··· SUPPLIED TEXT

My elevator ride down is yet again slowed by another drunk kid who thinks pressing all the buttons is funny. The group is wholly obnoxious and loud as one would expect. The only surprise was spotting the one sober individual in the group; he gave me a sad sheepish face and whispers, “I’m sorry.”

I wanted to check out the sportsbar first as I was worried I wouldn’t find much open this late (11:45pm). Instead the employees have closed up shop early. So much for the information from the receptionist who checked me in. Out it is!

I end up following the group of drunks from the elevator and see the street we’re on runs into 6th street. Barricades are up ahead to keep it pedestrian traffic only. The revelry at 6th St reminds me of Mardi Gras. It’s unfathomable to me that this could be the norm. I feel as if I am about to witness a live production of COPS or Campus PD.

I am hungry but overwhelmed by the number of options and the large crowd. I am not sure what could be a fast but not terrible option. There are plenty of pubs, bars, and pizza serving window counters that face the street. The pizza windows alone probably provide a dozen options. Christ.

I look to my left and see a taco stand. Taco Wëy. Sounds legit.

What time is it? Taco'clock

I order some tacos, pastor and arrachera. Both were delicious (the arrachera was slightly more tasty) and the salsa was great. The tortilla not so impressive, but I figure this could be a Tex-Mex thing. The tortilla isn’t corn, but it’s a weird fluffy flour tortilla. Very strange.

Some delicious Al Pastor - but note that fluffy tortilla!
Arrachera: a beast of a taco unable to be contained in a single photo

I eat my tacos alone on the sidewalk corner, watching the crowds.

There is so much madness, I am not sure where to go. The whole spectacle is baffling. A few police officers stand near the barricades, monitoring. A few minutes later, there are police whistles, but they seem unmoved, a sign I take to mean this is all pretty normal.

A cavalry of cops comes down the middle of the street. Six horse cops, blowing whistles for the crowd to part and let them through. There is no rush. It just is all part of this parading spectacle I am witnessing. Horsecops. Well, I guess that’s one way to know you’re in Texas.

······

→ **PROBLEMS AND TASKS**:
**A.** In the 6th Street post, which of the two tacos was a little tastier?
**B.** Repeat the part of the 6th Street post from "Arrachera: a beast" to "all pretty normal.".
You won't need the records for any of this.

··· PROVIDED RECORDS

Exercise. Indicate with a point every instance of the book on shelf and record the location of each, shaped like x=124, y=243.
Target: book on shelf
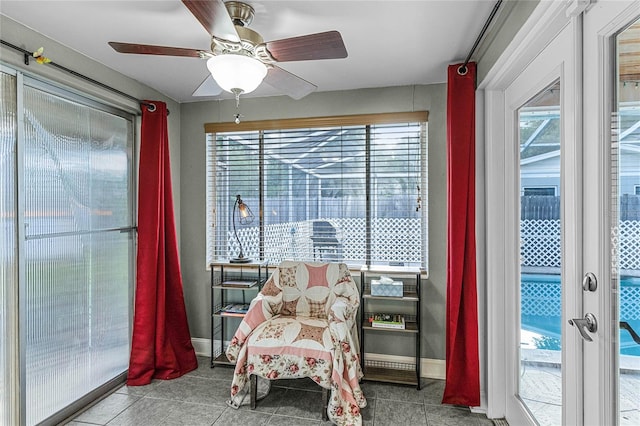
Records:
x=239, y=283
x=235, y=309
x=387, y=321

······

→ **ANSWERS FOR THIS EXERCISE**:
**A.** The arrachera was slightly tastier.

**B.**
Arrachera: a beast of a taco unable to be contained in a single photo

I eat my tacos alone on the sidewalk corner, watching the crowds.

There is so much madness, I am not sure where to go. The whole spectacle is baffling. A few police officers stand near the barricades, monitoring. A few minutes later, there are police whistles, but they seem unmoved, a sign I take to mean this is all pretty normal.